Natural-language object grounding data
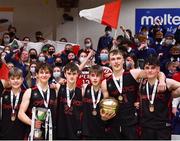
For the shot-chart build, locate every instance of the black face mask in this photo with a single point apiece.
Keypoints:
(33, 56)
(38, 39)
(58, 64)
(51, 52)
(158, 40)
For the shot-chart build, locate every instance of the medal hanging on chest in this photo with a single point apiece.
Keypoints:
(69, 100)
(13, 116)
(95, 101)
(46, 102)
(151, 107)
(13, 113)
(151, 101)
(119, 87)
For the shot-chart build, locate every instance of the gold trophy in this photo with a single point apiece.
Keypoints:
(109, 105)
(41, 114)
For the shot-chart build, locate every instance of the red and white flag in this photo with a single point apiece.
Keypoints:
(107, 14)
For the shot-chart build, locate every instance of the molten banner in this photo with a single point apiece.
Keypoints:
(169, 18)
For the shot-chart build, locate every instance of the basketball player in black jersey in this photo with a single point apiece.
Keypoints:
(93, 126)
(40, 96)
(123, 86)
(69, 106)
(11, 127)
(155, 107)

---

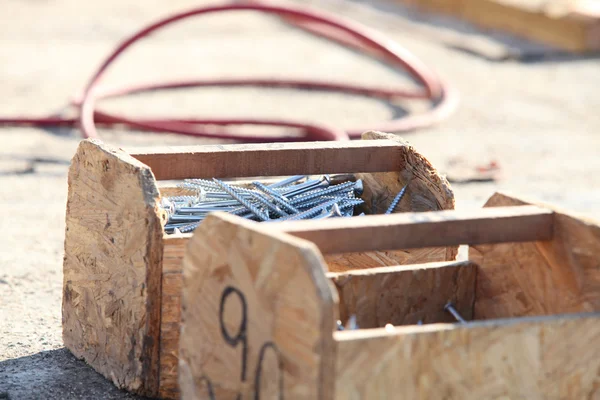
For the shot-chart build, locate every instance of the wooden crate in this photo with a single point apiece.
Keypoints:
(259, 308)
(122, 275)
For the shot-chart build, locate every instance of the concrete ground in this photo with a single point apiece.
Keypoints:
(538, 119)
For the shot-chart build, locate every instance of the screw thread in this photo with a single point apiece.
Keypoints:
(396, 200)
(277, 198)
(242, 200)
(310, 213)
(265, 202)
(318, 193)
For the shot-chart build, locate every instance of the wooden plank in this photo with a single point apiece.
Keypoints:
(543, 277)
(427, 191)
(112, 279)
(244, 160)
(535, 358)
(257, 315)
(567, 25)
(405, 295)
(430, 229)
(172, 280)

==

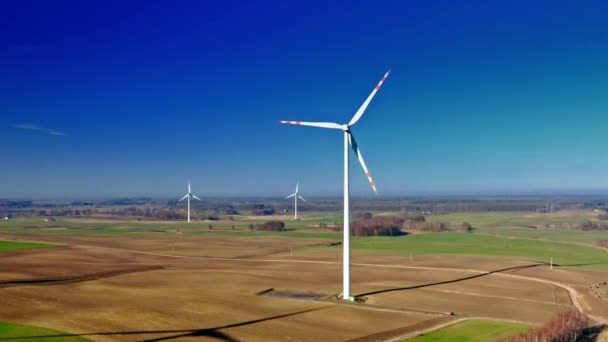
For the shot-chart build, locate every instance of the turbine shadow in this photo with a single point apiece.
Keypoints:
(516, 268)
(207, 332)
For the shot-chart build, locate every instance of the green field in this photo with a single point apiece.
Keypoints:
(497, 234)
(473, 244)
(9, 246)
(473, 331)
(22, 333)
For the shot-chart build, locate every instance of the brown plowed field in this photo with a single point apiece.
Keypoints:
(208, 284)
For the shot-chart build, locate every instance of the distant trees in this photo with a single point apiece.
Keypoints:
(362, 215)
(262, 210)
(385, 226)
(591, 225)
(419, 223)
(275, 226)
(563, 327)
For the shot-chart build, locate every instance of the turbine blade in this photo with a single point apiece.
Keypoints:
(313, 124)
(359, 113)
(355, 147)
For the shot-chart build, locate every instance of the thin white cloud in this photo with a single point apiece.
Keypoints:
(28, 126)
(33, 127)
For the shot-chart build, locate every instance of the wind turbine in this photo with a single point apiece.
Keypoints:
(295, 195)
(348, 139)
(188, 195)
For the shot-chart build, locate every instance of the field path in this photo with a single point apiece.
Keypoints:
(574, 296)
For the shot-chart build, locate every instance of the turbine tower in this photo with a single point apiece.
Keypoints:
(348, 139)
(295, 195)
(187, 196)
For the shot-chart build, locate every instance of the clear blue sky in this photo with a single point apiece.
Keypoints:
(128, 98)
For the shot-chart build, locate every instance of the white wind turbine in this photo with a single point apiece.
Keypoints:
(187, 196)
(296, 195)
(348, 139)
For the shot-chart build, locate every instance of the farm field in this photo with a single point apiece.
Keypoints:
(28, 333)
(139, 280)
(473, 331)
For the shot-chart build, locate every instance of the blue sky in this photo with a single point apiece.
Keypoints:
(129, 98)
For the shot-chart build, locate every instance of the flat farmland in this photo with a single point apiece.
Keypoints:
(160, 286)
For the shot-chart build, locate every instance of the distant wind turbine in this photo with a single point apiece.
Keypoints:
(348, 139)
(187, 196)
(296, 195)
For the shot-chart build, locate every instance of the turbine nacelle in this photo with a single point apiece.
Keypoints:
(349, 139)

[Work to complete]
Could you transcribe the entries above word for word, from the line with "For the shot-chart build, locate every instance of the concrete" down to the line with "For the shot-chart build, locate every instance of the screw", keeping both?

[Answer section]
For the shot-chart build, locate every instance of the concrete ground in this photo with a single point apiece.
Keypoints:
(538, 119)
For the shot-chart build, locate every instance of the screw thread in this photo with a single point apiece.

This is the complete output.